TAREFAS >>
a) Segundo a coluna sobre aparência e essência, em que dois fatores se alicerçam as colunas de quem a escreve?
b) Reproduza da coluna sobre aparência e essência tudo o que vai de "O desafio de" até "da mente humana.", trocando "fascinantes" por "instigantes".
c) Prolongue a coluna sobre aparência e essência a partir do ponto em que ela termina.

TEXTO DA PÁGINA >>
::::::::::

O (a) bonito (a) que faz mal

Caro (a) leitor (a),

O desafio de escrever uma coluna semanal está também na necessidade de estabelecer um processo criativo, um dos aspectos mais fascinantes da mente humana.

Minhas colunas são alicerçadas em dois fatores: repertório e vivências. Ou seja, quanto mais experiências culturais, profissionais e pessoais trago na bagagem, mais referências criativas aparecem em minha mente. E curiosidade, minha sede de nunca querer parar de aprender, questionar e explorar ideias, impulsiona esse processo.

O (a) bonito (a) que faz mal

Renda de bilro. – Foto: Getty Images/iStockphoto/ND

Assim, alguns temas ficam dias, semanas, até meses sendo processados, até que consigo estabelecer uma conexão entre eles e o conteúdo — um processo deliciosamente complexo.

Foi assim com o tema de hoje, “O (a) bonito (a) que faz mal”. Você com certeza já ouviu o famoso ditado “Não julgue um livro pela capa”. Ambos os temas têm uma conexão interessante: falam sobre a relação entre aparência e essência.

::::::::::

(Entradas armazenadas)
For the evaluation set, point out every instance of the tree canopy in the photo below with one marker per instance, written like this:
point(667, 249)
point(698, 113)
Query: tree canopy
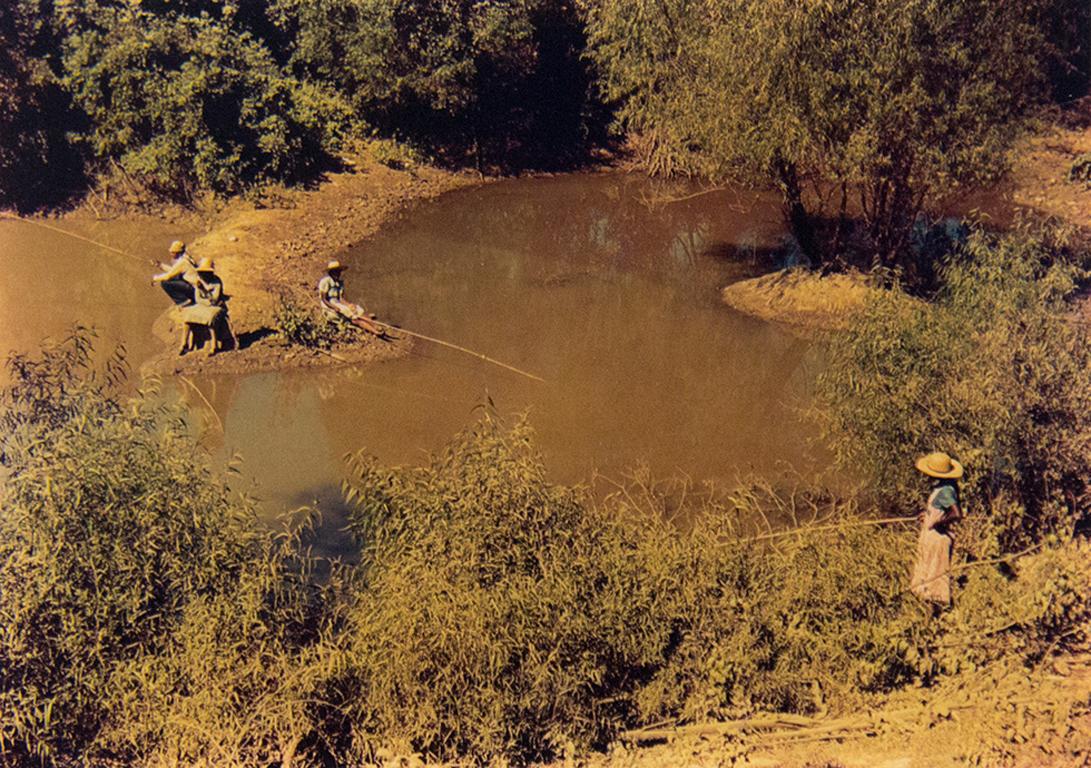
point(867, 110)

::::::::::

RESPOSTAS REDIGIDAS >>
a) Em repertório e vivências.

b)
O desafio de escrever uma coluna semanal está também na necessidade de estabelecer um processo criativo, um dos aspectos mais instigantes da mente humana.

c)
Há cerca de dois meses, ao acompanhar um exame, vi pela primeira vez a imagem de um tumor cancerígeno. Pasmem: diferente de tudo que imaginava, era uma imagem “bonita”, que me lembrou uma renda de bilro. Um ótimo exemplo de como aparência e essência podem se desconectar.

Olhando superficialmente, a renda é um tecido leve e delicado, mas, por trás dela, há um processo trabalhoso, artesanal e de grande valor cultural. Quando falavam em câncer, eu, na minha ignorância — somada ao pavor da doença —, imaginava algo escuro, disforme, assustador, como aquelas imagens de pulmões de fumantes nas caixas de cigarro.

Mas, ao me deparar com aquela estrutura branca e quase minúscula, cheia de florzinhas e babadinhos, soou um alarme em minha mente: como algo aparentemente pequeno, inofensivo e bonito pode ser tão cruel a ponto de nos fazer sofrer — e, por vezes, tirar vidas?

O choque entre a delicadeza visual e a gravidade da doença cria um impacto simbólico. Assim como o tumor parecia uma renda delicada, muitas pessoas, relações e situações podem parecer inofensivas ou encantadoras à primeira vista, mas carregam impactos negativos ocultos.

Você já se envolveu com alguém que parecia perfeito, mas depois mostrou um lado sombrio?

Nem sempre o que causa dor tem consciência disso. O câncer não “sabe” que destrói, assim como muitas pessoas não percebem o mal que causam. E nós? Será que, em algum momento, já fomos esse tumor na vida de alguém — ainda que sem intenção? Não podemos subestimar os perigos do que parece bonito, e é importante lembrar que nem tudo que tem aparência desagradável é, de fato, ruim.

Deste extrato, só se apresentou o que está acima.